### Consegna
Inserisci tutte le righe seguenti in un file CSV a due colonne, intitolate "testo" e "risposta", con una riga del CSV per ciascuna. Ogni campo va racchiuso tra virgolette, e le interruzioni di riga al suo interno vanno sostituite con spazi.

### Righe di dati
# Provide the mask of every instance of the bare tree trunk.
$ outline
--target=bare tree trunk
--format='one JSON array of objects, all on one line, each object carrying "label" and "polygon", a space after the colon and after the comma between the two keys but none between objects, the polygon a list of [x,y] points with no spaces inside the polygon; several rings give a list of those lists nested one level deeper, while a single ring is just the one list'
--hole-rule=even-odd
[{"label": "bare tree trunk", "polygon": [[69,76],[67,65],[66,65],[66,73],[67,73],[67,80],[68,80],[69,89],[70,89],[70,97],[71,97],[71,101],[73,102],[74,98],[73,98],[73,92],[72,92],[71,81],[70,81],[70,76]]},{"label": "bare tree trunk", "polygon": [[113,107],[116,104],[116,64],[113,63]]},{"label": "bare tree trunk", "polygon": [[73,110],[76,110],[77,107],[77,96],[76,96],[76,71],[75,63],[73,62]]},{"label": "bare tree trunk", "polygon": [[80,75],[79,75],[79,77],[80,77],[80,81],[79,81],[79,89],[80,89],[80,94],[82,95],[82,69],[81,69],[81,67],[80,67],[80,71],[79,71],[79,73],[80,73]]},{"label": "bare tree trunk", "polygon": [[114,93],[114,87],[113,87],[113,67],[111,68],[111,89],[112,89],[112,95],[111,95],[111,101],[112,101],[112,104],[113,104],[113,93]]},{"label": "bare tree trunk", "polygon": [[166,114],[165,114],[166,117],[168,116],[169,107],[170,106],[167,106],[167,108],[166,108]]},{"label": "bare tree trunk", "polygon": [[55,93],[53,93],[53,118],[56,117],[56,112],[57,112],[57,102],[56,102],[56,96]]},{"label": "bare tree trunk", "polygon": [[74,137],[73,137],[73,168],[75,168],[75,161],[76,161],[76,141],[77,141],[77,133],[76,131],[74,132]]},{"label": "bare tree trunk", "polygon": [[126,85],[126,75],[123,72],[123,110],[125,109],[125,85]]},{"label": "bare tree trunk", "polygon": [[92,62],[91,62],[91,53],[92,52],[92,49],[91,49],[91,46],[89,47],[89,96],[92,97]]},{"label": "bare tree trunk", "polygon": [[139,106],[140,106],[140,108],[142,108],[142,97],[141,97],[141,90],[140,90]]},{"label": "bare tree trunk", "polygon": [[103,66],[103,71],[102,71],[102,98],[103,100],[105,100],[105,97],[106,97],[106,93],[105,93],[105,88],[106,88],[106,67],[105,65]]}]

### Soluzione dell'esercizio
testo,risposta
"# Provide the mask of every instance of the bare tree trunk. $ outline --target=bare tree trunk --format='one JSON array of objects, all on one line, each object carrying ""label"" and ""polygon"", a space after the colon and after the comma between the two keys but none between objects, the polygon a list of [x,y] points with no spaces inside the polygon; several rings give a list of those lists nested one level deeper, while a single ring is just the one list' --hole-rule=even-odd","[{""label"": ""bare tree trunk"", ""polygon"": [[69,76],[67,65],[66,65],[66,73],[67,73],[67,80],[68,80],[69,89],[70,89],[70,97],[71,97],[71,101],[73,102],[74,98],[73,98],[73,92],[72,92],[71,81],[70,81],[70,76]]},{""label"": ""bare tree trunk"", ""polygon"": [[113,107],[116,104],[116,64],[113,63]]},{""label"": ""bare tree trunk"", ""polygon"": [[73,110],[76,110],[77,107],[77,96],[76,96],[76,71],[75,63],[73,62]]},{""label"": ""bare tree trunk"", ""polygon"": [[80,75],[79,75],[79,77],[80,77],[80,81],[79,81],[79,89],[80,89],[80,94],[82,95],[82,69],[81,69],[81,67],[80,67],[80,71],[79,71],[79,73],[80,73]]},{""label"": ""bare tree trunk"", ""polygon"": [[114,93],[114,87],[113,87],[113,67],[111,68],[111,89],[112,89],[112,95],[111,95],[111,101],[112,101],[112,104],[113,104],[113,93]]},{""label"": ""bare tree trunk"", ""polygon"": [[166,114],[165,114],[166,117],[168,116],[169,107],[170,106],[167,106],[167,108],[166,108]]},{""label"": ""bare tree trunk"", ""polygon"": [[55,93],[53,93],[53,118],[56,117],[56,112],[57,112],[57,102],[56,102],[56,96]]},{""label"": ""bare tree trunk"", ""polygon"": [[74,137],[73,137],[73,168],[75,168],[75,161],[76,161],[76,141],[77,141],[77,133],[76,131],[74,132]]},{""label"": ""bare tree trunk"", ""polygon"": [[126,85],[126,75],[123,72],[123,110],[125,109],[125,85]]},{""label"": ""bare tree trunk"", ""polygon"": [[92,62],[91,62],[91,53],[92,52],[92,49],[91,49],[91,46],[89,47],[89,96],[92,97]]},{""label"": ""bare tree trunk"", ""polygon"": [[139,106],[140,106],[140,108],[142,108],[142,97],[141,97],[141,90],[140,90]]},{""label"": ""bare tree trunk"", ""polygon"": [[103,66],[103,71],[102,71],[102,98],[103,100],[105,100],[105,97],[106,97],[106,93],[105,93],[105,88],[106,88],[106,67],[105,65]]}]"